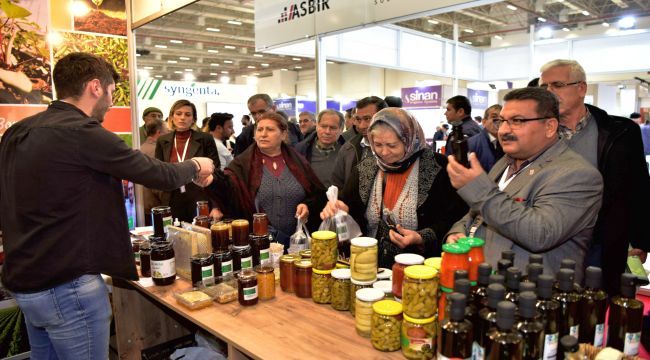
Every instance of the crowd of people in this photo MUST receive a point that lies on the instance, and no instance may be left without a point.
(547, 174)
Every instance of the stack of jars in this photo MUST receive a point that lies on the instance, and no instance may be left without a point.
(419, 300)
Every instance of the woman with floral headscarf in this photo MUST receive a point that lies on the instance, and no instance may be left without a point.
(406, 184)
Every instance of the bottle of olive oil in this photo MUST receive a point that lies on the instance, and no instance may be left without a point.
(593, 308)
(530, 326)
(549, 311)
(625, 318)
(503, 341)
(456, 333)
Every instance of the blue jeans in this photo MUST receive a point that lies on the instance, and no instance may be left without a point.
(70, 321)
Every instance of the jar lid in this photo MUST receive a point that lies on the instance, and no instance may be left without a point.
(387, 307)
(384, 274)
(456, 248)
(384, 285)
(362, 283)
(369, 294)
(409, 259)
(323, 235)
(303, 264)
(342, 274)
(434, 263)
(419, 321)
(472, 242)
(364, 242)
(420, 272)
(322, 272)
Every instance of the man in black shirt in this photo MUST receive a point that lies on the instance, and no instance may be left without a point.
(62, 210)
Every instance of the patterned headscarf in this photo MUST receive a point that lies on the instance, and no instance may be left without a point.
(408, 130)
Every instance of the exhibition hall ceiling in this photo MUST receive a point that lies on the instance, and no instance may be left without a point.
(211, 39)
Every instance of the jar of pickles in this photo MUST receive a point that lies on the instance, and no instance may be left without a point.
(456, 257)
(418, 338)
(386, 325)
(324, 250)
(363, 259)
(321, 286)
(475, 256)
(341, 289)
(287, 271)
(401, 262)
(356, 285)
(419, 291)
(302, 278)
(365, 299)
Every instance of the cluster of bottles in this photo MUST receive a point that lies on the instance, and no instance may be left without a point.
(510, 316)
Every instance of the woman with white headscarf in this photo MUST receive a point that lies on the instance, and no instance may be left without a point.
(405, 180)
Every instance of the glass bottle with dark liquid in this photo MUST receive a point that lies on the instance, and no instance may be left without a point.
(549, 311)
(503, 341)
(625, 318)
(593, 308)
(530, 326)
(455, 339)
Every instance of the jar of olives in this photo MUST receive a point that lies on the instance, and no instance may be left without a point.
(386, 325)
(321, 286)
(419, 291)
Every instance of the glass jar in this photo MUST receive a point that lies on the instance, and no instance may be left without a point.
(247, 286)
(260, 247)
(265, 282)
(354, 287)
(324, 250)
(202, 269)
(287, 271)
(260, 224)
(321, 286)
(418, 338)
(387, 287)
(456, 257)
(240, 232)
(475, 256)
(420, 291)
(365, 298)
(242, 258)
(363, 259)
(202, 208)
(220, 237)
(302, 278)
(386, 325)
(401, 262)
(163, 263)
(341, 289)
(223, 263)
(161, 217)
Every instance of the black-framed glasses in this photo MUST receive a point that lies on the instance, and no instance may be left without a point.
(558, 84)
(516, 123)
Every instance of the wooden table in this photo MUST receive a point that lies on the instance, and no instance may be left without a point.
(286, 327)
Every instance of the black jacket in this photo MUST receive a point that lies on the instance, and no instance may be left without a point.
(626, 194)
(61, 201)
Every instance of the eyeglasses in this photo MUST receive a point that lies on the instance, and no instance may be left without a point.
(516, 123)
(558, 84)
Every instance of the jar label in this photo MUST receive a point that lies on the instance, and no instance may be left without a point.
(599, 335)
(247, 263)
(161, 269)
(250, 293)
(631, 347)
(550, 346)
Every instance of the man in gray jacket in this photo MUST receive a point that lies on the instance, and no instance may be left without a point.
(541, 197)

################

Aim of the exercise:
Output every entry verbatim but skip the pictures.

Solution:
Every instance of the crowd of people in this photo MUST receive a point that lies on the instance, and no instance may be left without a point.
(547, 174)
Every instance of the stack of jars in this photo MUST receive a point that lies on the instance, and no instance may be left without a point.
(419, 300)
Every instance of the woman with floral headscarf in this photo MUST receive a point that lies on the instance, and no instance may be left without a point.
(406, 184)
Every instance of the bottle of olive oil in this photo MUST receive a point that lies on the instance, and no instance may be left without a point.
(593, 308)
(530, 326)
(549, 311)
(625, 318)
(503, 341)
(456, 333)
Every instance of the blue jeans in this photo MUST receive a point that lies on the instance, and no instance may be left without a point.
(70, 321)
Every instance of the jar lid in this photo MUST receive a point that lies on the instance, and no instance may be left without a point.
(387, 307)
(384, 274)
(456, 248)
(384, 285)
(362, 283)
(369, 294)
(409, 259)
(323, 235)
(303, 264)
(342, 274)
(434, 263)
(419, 321)
(472, 242)
(364, 242)
(420, 272)
(322, 272)
Every instance of the man in black shirt in this photo MUST receive a point that lies on the instance, and no instance may be left without a point.
(62, 210)
Every instance of the patterned headscarf in this photo MUST receive a point that lies on the instance, and no instance may be left without a point.
(408, 130)
Every instance of the exhibition hall ceiling in this photo MUST receive a point that lies on the instance, and no instance may be left without a point.
(211, 39)
Every instance of the jar of pickles in this photo MUST receive a point that lies on the instance, and no instance may be left without a point.
(456, 257)
(418, 338)
(386, 325)
(324, 250)
(363, 259)
(321, 286)
(475, 256)
(341, 289)
(287, 271)
(401, 262)
(356, 285)
(419, 291)
(302, 278)
(365, 299)
Every instance of the cluster of bottles in this photo MUST receive a point that lies on the instance, and no instance may be left without a point.
(510, 316)
Every instance of the woman with white headscarf in this photo MUST receive a point that lies on the instance, and no instance may be left without a point.
(405, 180)
Every instance of the glass bottle with dark liquid in this photo MUST receive a point that lies on the instance, and no instance may be left without a point.
(549, 311)
(503, 341)
(625, 318)
(593, 308)
(530, 326)
(455, 339)
Every instance of the jar of olives in this photo MUST receive a point that lies on the instance, and no instance may be left without a point.
(386, 325)
(321, 286)
(419, 291)
Every instance of the glass jar in this photo MUST receive a point that lies on the instance, and no instance may be left without a point.
(247, 286)
(260, 247)
(265, 282)
(354, 287)
(324, 250)
(202, 269)
(287, 271)
(260, 224)
(321, 286)
(418, 338)
(387, 287)
(456, 257)
(240, 232)
(475, 256)
(420, 291)
(365, 298)
(242, 258)
(363, 259)
(202, 208)
(220, 237)
(302, 278)
(386, 325)
(401, 262)
(163, 263)
(341, 289)
(223, 263)
(161, 217)
Every instance of the black-framed glasses in this photo MUST receive a point that lies on the instance, and no instance may be left without a point.
(558, 84)
(516, 123)
Every instance of the wooden table in this photo MUST receive a point that lies on the instance, and no instance may be left without a point.
(286, 327)
Every instance of the black jacket in this photo MUST receive a point that lies on the instance, and no instance may be left without a point.
(626, 194)
(61, 201)
Every instance of the eyeglasses in this photo MUST receive a point that lies on the instance, and no instance may be left without a point.
(516, 123)
(558, 84)
Every instance of the jar label in this photo MUST receive a point that lies on the instance, and no instance may be left without a point.
(599, 335)
(247, 263)
(161, 269)
(250, 293)
(631, 347)
(550, 346)
Every instance of the man in gray jacket in this photo MUST receive a point that lies on the instance, and no instance may be left without a point.
(541, 197)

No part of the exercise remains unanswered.